(Scopo del compito)
Nelle FAQ sugli avvisi a società estinte, riformuli come elenco puntato la risposta che inizia con «Non sempre. Se la cancellazione», mantenendone i fatti principali.

(Testo estratto)
# # # #

Domande frequenti (FAQ)
D: Che cos’è esattamente un “avviso di accertamento a società estinta”?
R: È un avviso di accertamento fiscale intestato a una società che, al momento della notifica, risulta già cancellata dal Registro delle Imprese (quindi giuridicamente estinta). Può verificarsi perché l’Agenzia delle Entrate emette l’atto dopo che la società si è sciolta. Grazie alla normativa speciale del 2014, l’atto può essere valido se notificato entro 5 anni dalla cancellazione; altrimenti è un atto viziato perché indirizzato a un soggetto non più esistente.
D: La società è estinta: l’avviso notificato a suo nome è sempre nullo?
R: Non sempre. Se la cancellazione è avvenuta dopo il 13 dicembre 2014 ed il Fisco notifica entro cinque anni, l’avviso è considerato valido per legge. In questo caso la società, per finzione, “sopravvive” ai fini dell’atto. Se invece l’avviso arriva oltre 5 anni dalla cancellazione (o la società era cancellata prima del 2014 senza finzione applicabile), allora sì, l’atto è nullo per inesistenza del destinatario. Sarà compito del giudice annullarlo, preferibilmente su eccezione di parte (anche se in casi evidenti lo può rilevare d’ufficio, trattandosi di difetto originario di capacità).
D: Chi può impugnare un avviso di accertamento intestato a una società che non esiste più?
R: Durante il periodo di “sopravvivenza fiscale” (5 anni post-cancellazione), l’ex liquidatore della società ha la legittimazione per proporre ricorso in nome e per conto della società estinta. Egli agisce come ultimo legale rappresentante dell’ente. I soci, in tale fase, non sono considerati parti legittimate nel processo tributario (non ancora, finché la finzione li esclude). Per eccesso di prudenza, però, spesso i soci intervengono o propongono ricorso anch’essi, per evitare contestazioni di inammissibilità – ma formalmente la Cassazione dice che spetta al liquidatore. Dopo il quinquennio (o se la norma non applicabile), la società non ha più né legale rappresentante né capacità processuale: l’avviso dovrebbe essere rivolto direttamente ai soci, i quali lo impugneranno in proprio come contribuenti interessati.
D: Cosa succede se l’avviso di accertamento viene notificato entro 5 anni alla società, ma la società era già in liquidazione chiusa? Chi difende in giudizio?

# # # #

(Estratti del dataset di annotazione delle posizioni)
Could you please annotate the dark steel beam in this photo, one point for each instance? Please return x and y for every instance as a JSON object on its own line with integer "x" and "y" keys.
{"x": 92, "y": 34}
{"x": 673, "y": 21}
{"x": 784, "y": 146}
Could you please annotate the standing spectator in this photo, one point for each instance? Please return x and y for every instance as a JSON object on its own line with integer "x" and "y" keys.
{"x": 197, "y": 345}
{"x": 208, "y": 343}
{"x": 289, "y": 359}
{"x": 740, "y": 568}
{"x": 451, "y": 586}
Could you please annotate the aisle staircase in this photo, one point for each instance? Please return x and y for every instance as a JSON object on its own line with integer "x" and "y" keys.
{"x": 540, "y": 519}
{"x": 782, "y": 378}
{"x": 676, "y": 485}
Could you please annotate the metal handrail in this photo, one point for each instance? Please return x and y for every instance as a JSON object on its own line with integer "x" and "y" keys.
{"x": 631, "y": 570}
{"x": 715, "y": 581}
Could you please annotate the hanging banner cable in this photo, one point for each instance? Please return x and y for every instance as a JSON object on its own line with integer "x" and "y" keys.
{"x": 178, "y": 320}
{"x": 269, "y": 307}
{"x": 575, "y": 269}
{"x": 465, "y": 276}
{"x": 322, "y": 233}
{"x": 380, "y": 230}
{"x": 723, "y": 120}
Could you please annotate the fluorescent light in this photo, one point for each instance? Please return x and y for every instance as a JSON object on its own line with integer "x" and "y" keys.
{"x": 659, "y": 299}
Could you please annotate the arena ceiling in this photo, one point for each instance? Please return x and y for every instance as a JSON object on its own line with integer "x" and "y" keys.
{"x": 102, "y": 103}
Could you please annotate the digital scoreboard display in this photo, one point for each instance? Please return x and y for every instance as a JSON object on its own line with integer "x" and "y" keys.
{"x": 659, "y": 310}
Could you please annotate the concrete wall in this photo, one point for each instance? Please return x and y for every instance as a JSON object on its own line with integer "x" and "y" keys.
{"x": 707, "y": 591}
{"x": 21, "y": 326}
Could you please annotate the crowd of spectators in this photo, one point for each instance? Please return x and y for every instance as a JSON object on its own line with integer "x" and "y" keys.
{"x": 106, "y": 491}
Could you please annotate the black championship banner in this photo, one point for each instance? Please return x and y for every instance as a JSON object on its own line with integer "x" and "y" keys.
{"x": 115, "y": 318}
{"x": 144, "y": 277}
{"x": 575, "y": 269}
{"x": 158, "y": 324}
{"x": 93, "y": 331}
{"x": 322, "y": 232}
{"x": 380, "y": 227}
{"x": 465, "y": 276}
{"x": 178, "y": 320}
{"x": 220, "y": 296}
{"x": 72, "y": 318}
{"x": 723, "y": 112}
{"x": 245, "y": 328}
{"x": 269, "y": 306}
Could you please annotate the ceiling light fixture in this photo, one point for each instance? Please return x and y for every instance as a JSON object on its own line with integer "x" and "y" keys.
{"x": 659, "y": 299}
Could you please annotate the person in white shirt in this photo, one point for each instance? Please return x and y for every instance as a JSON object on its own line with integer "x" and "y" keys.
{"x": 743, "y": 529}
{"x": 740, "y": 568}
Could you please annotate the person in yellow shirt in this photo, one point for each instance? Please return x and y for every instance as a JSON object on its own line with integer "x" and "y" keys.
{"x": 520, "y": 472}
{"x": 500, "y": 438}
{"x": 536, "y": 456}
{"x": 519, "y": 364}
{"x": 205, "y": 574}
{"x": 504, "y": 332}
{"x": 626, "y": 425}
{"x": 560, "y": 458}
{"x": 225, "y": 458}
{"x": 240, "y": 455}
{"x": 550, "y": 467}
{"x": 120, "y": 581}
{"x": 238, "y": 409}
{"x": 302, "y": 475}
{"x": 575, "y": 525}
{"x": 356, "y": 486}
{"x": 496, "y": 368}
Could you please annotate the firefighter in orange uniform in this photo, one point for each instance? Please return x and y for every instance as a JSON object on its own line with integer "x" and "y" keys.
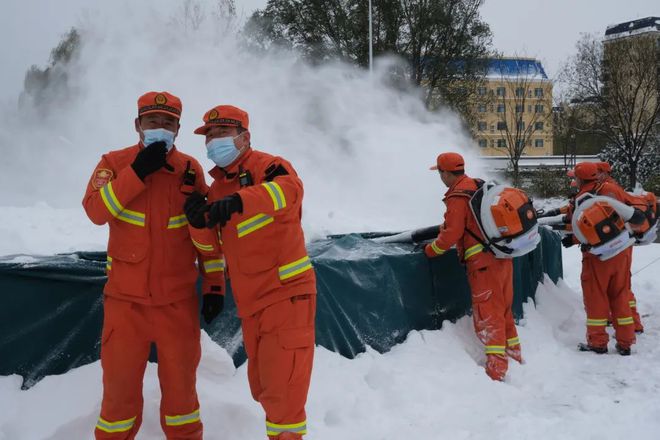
{"x": 139, "y": 191}
{"x": 490, "y": 279}
{"x": 605, "y": 170}
{"x": 605, "y": 284}
{"x": 256, "y": 203}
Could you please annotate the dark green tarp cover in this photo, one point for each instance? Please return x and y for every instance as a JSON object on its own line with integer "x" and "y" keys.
{"x": 369, "y": 294}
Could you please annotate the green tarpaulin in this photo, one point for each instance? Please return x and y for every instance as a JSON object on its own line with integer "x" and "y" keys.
{"x": 369, "y": 294}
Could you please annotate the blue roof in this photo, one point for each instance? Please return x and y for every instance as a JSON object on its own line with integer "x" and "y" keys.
{"x": 516, "y": 67}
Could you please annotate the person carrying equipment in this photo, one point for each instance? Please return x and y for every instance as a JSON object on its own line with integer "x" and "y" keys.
{"x": 490, "y": 278}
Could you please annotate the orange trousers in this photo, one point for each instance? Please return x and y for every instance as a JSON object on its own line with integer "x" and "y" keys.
{"x": 492, "y": 297}
{"x": 279, "y": 341}
{"x": 639, "y": 327}
{"x": 606, "y": 289}
{"x": 128, "y": 331}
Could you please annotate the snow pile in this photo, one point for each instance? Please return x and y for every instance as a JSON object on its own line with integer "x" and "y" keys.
{"x": 432, "y": 386}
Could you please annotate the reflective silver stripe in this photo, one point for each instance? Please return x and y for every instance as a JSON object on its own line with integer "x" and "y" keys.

# # # #

(Risposta all'esercizio)
- L'avviso notificato a nome di una società estinta non è sempre nullo.
- È valido per legge se la cancellazione è avvenuta dopo il 13 dicembre 2014 e il Fisco notifica entro cinque anni. In tal caso la società, per finzione, "sopravvive" ai fini dell'atto.
- È nullo per inesistenza del destinatario se arriva oltre cinque anni dalla cancellazione. Lo è anche se la società era cancellata prima del 2014 senza finzione applicabile.
- L'annullamento spetta al giudice, preferibilmente su eccezione di parte. Nei casi evidenti il giudice può rilevarlo d'ufficio, trattandosi di difetto originario di capacità.